Retype all the records with nothing changed.

(Object position labeling entries)
=-=-=

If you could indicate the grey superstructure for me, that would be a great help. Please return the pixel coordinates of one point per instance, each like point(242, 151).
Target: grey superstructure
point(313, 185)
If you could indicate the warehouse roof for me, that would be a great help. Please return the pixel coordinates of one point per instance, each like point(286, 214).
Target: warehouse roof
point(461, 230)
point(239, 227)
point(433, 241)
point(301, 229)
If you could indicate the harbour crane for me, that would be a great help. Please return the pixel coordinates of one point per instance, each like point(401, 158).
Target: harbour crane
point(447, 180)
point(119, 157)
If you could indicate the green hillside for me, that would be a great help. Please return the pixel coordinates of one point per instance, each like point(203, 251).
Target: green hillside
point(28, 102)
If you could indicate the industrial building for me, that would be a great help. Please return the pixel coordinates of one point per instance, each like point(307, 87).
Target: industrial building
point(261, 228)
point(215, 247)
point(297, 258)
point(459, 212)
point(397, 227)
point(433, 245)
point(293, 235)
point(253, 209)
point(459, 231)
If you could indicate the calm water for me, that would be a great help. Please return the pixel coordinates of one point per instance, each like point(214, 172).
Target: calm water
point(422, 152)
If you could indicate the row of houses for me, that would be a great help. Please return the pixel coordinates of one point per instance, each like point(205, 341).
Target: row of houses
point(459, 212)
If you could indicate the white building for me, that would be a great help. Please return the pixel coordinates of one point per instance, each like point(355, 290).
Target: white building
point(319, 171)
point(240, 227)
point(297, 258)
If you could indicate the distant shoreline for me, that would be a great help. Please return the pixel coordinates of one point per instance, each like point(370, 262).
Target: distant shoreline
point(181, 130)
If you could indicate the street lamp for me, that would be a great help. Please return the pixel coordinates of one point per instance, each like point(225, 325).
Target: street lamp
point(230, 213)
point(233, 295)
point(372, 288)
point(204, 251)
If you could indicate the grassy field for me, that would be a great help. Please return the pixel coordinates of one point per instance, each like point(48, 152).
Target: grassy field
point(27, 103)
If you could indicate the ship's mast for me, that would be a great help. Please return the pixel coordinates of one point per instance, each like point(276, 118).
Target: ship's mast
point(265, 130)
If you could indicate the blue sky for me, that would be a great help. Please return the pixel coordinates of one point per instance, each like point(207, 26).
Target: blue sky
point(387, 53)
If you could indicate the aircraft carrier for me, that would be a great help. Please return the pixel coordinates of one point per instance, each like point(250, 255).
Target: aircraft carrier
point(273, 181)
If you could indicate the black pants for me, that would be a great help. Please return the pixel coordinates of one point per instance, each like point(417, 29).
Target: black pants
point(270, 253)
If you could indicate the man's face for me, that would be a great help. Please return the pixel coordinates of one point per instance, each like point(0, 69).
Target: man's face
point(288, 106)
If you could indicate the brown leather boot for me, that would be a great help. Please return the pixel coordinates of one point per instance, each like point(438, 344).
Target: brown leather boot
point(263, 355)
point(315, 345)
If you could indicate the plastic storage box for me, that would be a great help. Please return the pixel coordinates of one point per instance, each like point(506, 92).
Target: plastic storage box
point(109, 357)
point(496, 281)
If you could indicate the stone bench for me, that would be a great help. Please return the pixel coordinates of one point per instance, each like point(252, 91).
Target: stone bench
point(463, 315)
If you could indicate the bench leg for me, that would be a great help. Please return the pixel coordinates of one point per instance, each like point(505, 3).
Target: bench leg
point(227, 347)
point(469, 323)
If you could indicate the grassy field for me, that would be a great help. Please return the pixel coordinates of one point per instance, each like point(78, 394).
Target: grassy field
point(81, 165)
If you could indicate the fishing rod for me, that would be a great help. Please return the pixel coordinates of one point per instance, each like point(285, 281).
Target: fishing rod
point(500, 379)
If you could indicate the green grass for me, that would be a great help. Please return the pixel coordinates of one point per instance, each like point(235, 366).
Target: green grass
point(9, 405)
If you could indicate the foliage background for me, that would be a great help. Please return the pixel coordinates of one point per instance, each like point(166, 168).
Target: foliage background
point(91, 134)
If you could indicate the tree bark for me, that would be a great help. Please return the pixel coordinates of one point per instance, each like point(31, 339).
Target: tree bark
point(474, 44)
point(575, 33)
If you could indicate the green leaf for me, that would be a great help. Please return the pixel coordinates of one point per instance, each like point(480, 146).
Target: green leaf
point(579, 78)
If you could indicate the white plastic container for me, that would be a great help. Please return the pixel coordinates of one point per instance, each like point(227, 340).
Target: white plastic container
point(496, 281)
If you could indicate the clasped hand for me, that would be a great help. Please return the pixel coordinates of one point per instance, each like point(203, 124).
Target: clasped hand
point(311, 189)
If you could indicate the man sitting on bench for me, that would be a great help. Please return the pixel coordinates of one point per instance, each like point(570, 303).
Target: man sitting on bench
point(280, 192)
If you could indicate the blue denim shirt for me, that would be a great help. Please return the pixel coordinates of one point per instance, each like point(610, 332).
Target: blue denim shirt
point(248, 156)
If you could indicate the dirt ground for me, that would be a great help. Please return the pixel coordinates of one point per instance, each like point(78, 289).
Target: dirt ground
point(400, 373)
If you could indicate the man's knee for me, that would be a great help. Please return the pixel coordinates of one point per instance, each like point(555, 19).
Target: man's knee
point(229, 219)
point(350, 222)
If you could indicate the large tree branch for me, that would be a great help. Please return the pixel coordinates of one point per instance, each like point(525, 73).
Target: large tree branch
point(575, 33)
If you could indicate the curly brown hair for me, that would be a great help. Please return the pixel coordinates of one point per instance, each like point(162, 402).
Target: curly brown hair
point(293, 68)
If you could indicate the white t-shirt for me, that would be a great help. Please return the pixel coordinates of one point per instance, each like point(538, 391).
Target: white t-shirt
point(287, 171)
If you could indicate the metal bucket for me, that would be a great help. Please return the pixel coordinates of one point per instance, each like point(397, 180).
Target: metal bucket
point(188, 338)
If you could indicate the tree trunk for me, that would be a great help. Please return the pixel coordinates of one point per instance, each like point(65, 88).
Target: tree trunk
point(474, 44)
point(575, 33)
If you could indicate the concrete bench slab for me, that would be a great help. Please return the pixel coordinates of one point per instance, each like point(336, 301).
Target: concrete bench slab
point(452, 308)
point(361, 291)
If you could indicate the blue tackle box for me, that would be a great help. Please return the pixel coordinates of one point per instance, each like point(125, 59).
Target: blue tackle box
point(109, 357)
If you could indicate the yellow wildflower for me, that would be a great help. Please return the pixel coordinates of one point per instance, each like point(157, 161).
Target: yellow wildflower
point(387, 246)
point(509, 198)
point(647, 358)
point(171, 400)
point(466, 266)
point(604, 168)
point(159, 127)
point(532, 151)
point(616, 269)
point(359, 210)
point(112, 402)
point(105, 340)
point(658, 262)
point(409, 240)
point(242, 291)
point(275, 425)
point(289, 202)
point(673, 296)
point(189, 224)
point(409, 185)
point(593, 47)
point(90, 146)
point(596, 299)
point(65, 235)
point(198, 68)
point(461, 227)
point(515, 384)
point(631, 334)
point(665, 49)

=-=-=

* _Correct result_:
If you could indicate the grey superstructure for me, that would be a great help. Please return the pixel coordinates of one point per instance, each like point(242, 151).
Target: grey superstructure
point(313, 185)
If you could indicate the warehouse roof for me, that would be a great help. Please return the pixel coordinates of one point per instance, each like point(286, 214).
Target: warehouse roof
point(461, 230)
point(239, 227)
point(433, 241)
point(301, 229)
If you could indicate the harbour crane for me, that would be a great help. Please return the pixel coordinates of one point per instance, each like point(401, 158).
Target: harbour crane
point(447, 180)
point(119, 157)
If you could indicate the green hillside for me, that would be a great help. Please return the pixel coordinates of one point per instance, each like point(203, 251).
Target: green hillside
point(28, 102)
If you could indicate the industrial building for me, that would be a great help. Please return the pixel coordinates of one point per instance, each like point(307, 87).
Target: industrial building
point(261, 228)
point(215, 247)
point(297, 258)
point(459, 212)
point(397, 227)
point(433, 245)
point(293, 235)
point(253, 209)
point(459, 231)
If you could indicate the calm water for me, that would be a great help. Please return the pixel coordinates of one point per instance, each like point(214, 172).
Target: calm water
point(422, 152)
If you could indicate the row of houses for me, that would be a great help. Please return the pixel coordinates of one point per instance, each like point(205, 341).
Target: row of houses
point(459, 212)
If you could indicate the white building for me, that would be a great help. Please return the pixel coordinates of one point per instance, each like point(355, 290).
Target: white building
point(319, 171)
point(240, 227)
point(297, 258)
If you could indicate the distant shoreline for me, that would be a great help. Please return the pixel coordinates of one point per instance, each like point(370, 262).
Target: distant shoreline
point(181, 130)
If you could indicate the street lamp for me, that would be a great help. Please return the pixel coordinates of one point per instance, each like point(225, 325).
Target: street lamp
point(230, 213)
point(233, 295)
point(372, 288)
point(204, 251)
If you could indicate the grassy field for me, that would be a great help. Please return the pixel coordinates of one point per instance, each like point(48, 152).
Target: grassy field
point(27, 103)
If you could indicate the ship's mast for me, that would be a great help. Please return the pixel coordinates of one point per instance, each like point(276, 118).
Target: ship's mast
point(265, 130)
If you could indicate the blue sky for me, that would be a great help. Please return the pixel coordinates of one point per instance, each like point(207, 26).
Target: blue sky
point(387, 53)
If you could indicate the aircraft carrier for me, that would be a great help. Please return the pixel coordinates of one point per instance, each like point(250, 255).
Target: aircraft carrier
point(273, 181)
If you could indicate the black pants for me, that would be a great help. Please return the pixel coordinates of one point per instance, each like point(417, 29).
Target: black pants
point(270, 253)
If you could indicate the man's face for me, that would be a great help. Please return the pixel coordinates of one point per instance, each like point(0, 69).
Target: man's face
point(288, 106)
If you could indicate the brown leather boot for me, that would be a great help. Please return the pixel coordinates of one point per instance, each like point(438, 344).
Target: brown leather boot
point(263, 355)
point(315, 345)
If you could indicate the plastic storage box for me, that would be a great help. Please return the pixel coordinates of one point per instance, each like point(506, 92).
Target: plastic storage box
point(109, 357)
point(496, 281)
If you could indicate the stone bench for me, that would be a great help. Please return the pixel coordinates of one point per instance, each like point(252, 91).
Target: stone bench
point(463, 315)
If you could indicate the bench leg for me, that would be a great help. Please return the pixel coordinates of one point per instance, each like point(505, 3).
Target: bench leg
point(227, 347)
point(469, 323)
If you could indicate the grassy field for me, that would be a great help. Please return the pixel coordinates of one point per instance, each like point(78, 394).
Target: grassy field
point(81, 165)
If you could indicate the fishing rod for me, that would be a great help. Please return the pixel coordinates of one point per instance, each like point(285, 281).
Target: fishing rod
point(500, 379)
If you could indicate the green grass for me, that would be a great help. Please return the pixel coordinates of one point per instance, each like point(235, 366).
Target: green grass
point(9, 405)
If you could indicate the foliage background for me, that would be a great help. Please return the pixel coordinates of one point per instance, each like point(166, 168).
Target: foliage background
point(91, 134)
If you could indicate the tree bark for me, that would be a great help. Please return the pixel coordinates of one point per instance, each like point(31, 339).
Target: tree bark
point(474, 44)
point(575, 33)
If you could indicate the green leaf for me, that would be a great help. Please return the pixel coordinates of one point per instance, each like point(480, 146).
Target: green leaf
point(579, 78)
If you could indicate the white plastic container for me, that would be a great help. Please return the pixel coordinates of one point per instance, each like point(227, 340).
Target: white plastic container
point(496, 281)
If you could indicate the clasped hand for me, that would be a great help. Please return the pixel coordinates of one point per instance, each like point(203, 124).
Target: clasped hand
point(311, 189)
If you could indicate the man sitting on bench for me, that would be a great help. Please return the pixel coordinates of one point per instance, each like point(570, 303).
Target: man sitting on bench
point(280, 192)
If you could indicate the blue denim shirt for me, that would be a great help. Please return the pixel coordinates of one point per instance, each like point(610, 332).
Target: blue denim shirt
point(248, 156)
If you could indicate the dirt ground for me, that would be a great help. Please return the pixel coordinates of one point per instance, each like point(78, 289).
Target: dirt ground
point(400, 373)
If you could indicate the man's knee for me, that would be a great help. Please return the pixel coordinates of one point per instance, each like point(555, 19).
Target: man's knee
point(229, 219)
point(350, 222)
If you could indicate the large tree branch for me, that would be a great help. Please return the pixel coordinates of one point per instance, each like point(525, 73).
Target: large tree branch
point(575, 33)
If you could indicate the curly brown hair for me, that would be a great help. Please return the pixel coordinates of one point per instance, each like point(162, 402).
Target: curly brown hair
point(293, 68)
If you could indicate the white t-shirt for me, that would be a great help. Please return the pixel coordinates of one point per instance, each like point(538, 391).
Target: white t-shirt
point(287, 171)
If you could indicate the metal bucket for me, that would be a great help. Please return the pixel coordinates of one point per instance, each like point(397, 180).
Target: metal bucket
point(188, 338)
If you could indicate the tree trunk for me, that would be a great help. Please return the pixel coordinates of one point per instance, each like point(65, 88).
Target: tree trunk
point(474, 44)
point(575, 33)
If you could indicate the concrete bench slab for me, that would be a great help. Please return the pixel coordinates of one point per instance, each like point(336, 301).
Target: concrete bench slab
point(452, 308)
point(361, 291)
If you could indicate the blue tackle box for me, that would be a great help. Please return the pixel coordinates of one point per instance, each like point(125, 59).
Target: blue tackle box
point(109, 357)
If you could indicate the yellow wildflower for me, that would be a great help. Please return the pixel coordinates of one point per instance, each like point(157, 161).
Target: yellow wildflower
point(387, 246)
point(509, 198)
point(647, 358)
point(171, 400)
point(466, 266)
point(604, 168)
point(159, 127)
point(532, 151)
point(616, 269)
point(359, 210)
point(112, 402)
point(105, 340)
point(658, 262)
point(409, 240)
point(242, 291)
point(275, 425)
point(289, 202)
point(673, 296)
point(189, 224)
point(409, 185)
point(593, 47)
point(90, 146)
point(596, 299)
point(65, 235)
point(198, 68)
point(461, 227)
point(515, 384)
point(631, 334)
point(665, 49)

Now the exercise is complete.